INSTRUCTIONS TO FOLLOW - Please print all of the records below word for word, leaving out the pictures.

· · · · · · ·

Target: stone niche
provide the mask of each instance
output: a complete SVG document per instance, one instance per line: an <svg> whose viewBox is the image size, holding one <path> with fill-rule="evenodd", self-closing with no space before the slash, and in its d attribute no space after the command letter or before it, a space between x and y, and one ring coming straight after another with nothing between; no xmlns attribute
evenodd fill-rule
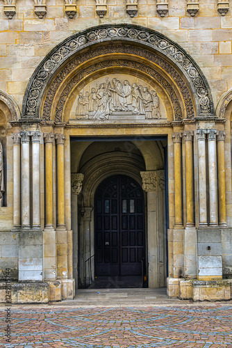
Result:
<svg viewBox="0 0 232 348"><path fill-rule="evenodd" d="M157 89L129 74L99 77L76 90L69 122L163 123L167 114Z"/></svg>

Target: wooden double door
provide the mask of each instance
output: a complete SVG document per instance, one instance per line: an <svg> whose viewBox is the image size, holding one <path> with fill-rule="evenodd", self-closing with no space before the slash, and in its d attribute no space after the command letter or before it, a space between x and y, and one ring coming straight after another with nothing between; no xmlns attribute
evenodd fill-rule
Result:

· · · · · · ·

OUTPUT FOR THIS EXERCISE -
Target: stone niche
provide the mask of each instance
output: a complete SVG document per instance, one instance per line: an <svg> whose viewBox is the image size, holding one <path> with fill-rule="evenodd", self-closing with no space before the slash, and in its d attribute no space after the command letter or before it, a space between x and y, and one ring coming straight after another with nothing between; no xmlns attribute
evenodd fill-rule
Result:
<svg viewBox="0 0 232 348"><path fill-rule="evenodd" d="M157 89L129 74L99 77L76 90L69 122L163 123L167 114Z"/></svg>

Target: wooden double door
provide the mask of each instance
output: a complete SVG document per instance, one instance per line: an <svg> whose viewBox is the image size, holding one <path> with fill-rule="evenodd", self-closing with no space before the slash, and in its d attribute no space after the command letter or before it, a space between x and y, and one ring coming straight after another with nothing between; no xmlns attribute
evenodd fill-rule
Result:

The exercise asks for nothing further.